__WHAT YOU HAVE TO DO__:
Reproduce all of the records below word for word, leaving out the pictures.

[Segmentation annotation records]
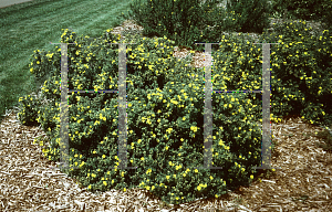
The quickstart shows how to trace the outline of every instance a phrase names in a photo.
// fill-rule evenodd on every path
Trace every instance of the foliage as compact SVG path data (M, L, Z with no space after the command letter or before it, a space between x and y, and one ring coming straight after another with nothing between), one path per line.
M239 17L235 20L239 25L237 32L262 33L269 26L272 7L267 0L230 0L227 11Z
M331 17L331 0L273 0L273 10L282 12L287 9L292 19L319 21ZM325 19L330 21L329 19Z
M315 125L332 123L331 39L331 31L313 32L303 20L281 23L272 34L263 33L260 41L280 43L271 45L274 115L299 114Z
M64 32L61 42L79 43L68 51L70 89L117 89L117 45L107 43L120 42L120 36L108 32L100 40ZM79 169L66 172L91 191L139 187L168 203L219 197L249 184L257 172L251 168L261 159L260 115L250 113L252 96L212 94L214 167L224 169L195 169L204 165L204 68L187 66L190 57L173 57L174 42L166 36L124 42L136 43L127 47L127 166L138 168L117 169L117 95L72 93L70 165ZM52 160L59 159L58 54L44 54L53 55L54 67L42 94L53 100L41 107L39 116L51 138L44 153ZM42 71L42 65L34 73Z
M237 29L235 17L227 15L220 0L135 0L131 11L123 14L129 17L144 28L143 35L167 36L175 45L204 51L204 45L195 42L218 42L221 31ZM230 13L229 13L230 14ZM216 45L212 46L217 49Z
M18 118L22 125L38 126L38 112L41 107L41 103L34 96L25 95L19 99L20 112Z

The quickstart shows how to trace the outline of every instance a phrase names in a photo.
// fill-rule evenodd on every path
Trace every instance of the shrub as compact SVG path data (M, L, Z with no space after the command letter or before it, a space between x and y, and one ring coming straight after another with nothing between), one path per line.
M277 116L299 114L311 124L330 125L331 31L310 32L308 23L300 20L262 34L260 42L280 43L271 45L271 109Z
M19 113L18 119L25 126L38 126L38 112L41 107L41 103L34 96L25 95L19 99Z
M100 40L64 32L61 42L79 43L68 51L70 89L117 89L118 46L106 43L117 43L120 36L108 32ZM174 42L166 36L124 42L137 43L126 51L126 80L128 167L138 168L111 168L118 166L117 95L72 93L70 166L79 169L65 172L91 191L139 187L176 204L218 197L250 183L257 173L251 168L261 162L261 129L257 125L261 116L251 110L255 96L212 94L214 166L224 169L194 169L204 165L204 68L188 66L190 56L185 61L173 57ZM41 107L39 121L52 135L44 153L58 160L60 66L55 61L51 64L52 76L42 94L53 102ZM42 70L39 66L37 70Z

__RESPONSE TO THE EXERCISE__:
The quickstart shows how to trace the outline of every instance a phrase names in a photo.
// fill-rule evenodd on every path
Trace every instance of the foliage as compact SVG path data (M, L, Z with no space after the command letter or before it, a space between x and y, and one ring coming straight after another with nothing between), one path per line.
M239 17L235 20L239 25L237 32L262 33L269 26L272 7L267 0L230 0L227 11Z
M331 17L331 0L273 0L273 10L282 12L287 9L292 19L319 21ZM325 19L330 21L329 19Z
M315 125L332 123L331 39L331 31L313 32L303 20L281 23L272 34L263 33L260 41L280 43L271 45L274 115L299 114Z
M64 32L61 42L79 43L68 51L70 89L117 89L117 45L107 43L120 42L120 36L108 32L100 40ZM79 169L66 172L91 191L139 187L168 203L219 197L249 184L257 172L251 168L261 159L260 115L250 113L252 96L212 94L214 167L224 169L195 169L204 165L204 68L187 66L190 57L173 57L174 42L166 36L124 42L136 43L127 47L127 166L138 168L117 169L117 95L72 93L70 165ZM52 160L59 159L58 54L44 54L53 55L54 67L42 94L53 100L41 107L39 116L51 138L44 153ZM42 71L42 65L34 73Z
M237 29L235 17L227 15L220 0L135 0L131 11L123 14L129 17L144 28L143 35L167 36L175 45L204 51L204 45L195 42L218 42L221 31ZM230 13L229 13L230 14ZM216 45L212 46L217 49Z
M18 118L22 125L38 126L38 112L41 107L41 103L34 96L25 95L19 99L20 112Z

The quickstart shows how to trace the outline of every instance a phrase names in a photo.
// fill-rule evenodd on every path
Trace every instance of the shrub as compact SVG path data (M, L, Z with no space after the command letter or before it, a space between x and y, and one ring coming straight after another with nothing between), one path per line.
M277 116L299 114L311 124L330 125L331 31L310 32L308 23L300 20L262 34L260 42L280 43L271 45L271 109Z
M19 113L18 119L25 126L38 126L38 112L41 107L41 103L34 96L25 95L19 99Z
M100 40L64 32L61 42L79 43L68 51L70 89L117 89L118 46L106 43L117 43L120 36L108 32ZM174 42L166 36L124 42L137 43L126 51L126 80L128 167L138 168L111 168L118 166L117 95L72 93L70 166L79 169L65 172L91 191L139 187L176 204L218 197L250 183L257 173L251 168L261 162L261 129L257 125L261 116L251 110L255 96L212 94L214 166L224 169L194 169L204 165L204 68L188 66L190 56L185 61L173 57ZM41 107L39 121L52 135L44 153L58 160L60 66L55 61L51 64L52 76L42 94L53 102ZM42 70L39 66L37 70Z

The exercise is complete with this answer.